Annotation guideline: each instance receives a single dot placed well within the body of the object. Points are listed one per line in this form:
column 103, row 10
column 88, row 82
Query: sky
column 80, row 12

◆ Problem description ◆
Return every line of the entries above without changing anything.

◆ Full output ◆
Annotation guideline: each instance receives a single dot placed well within the body of the object. Points are listed one per line in this form:
column 103, row 10
column 88, row 82
Query: sky
column 80, row 12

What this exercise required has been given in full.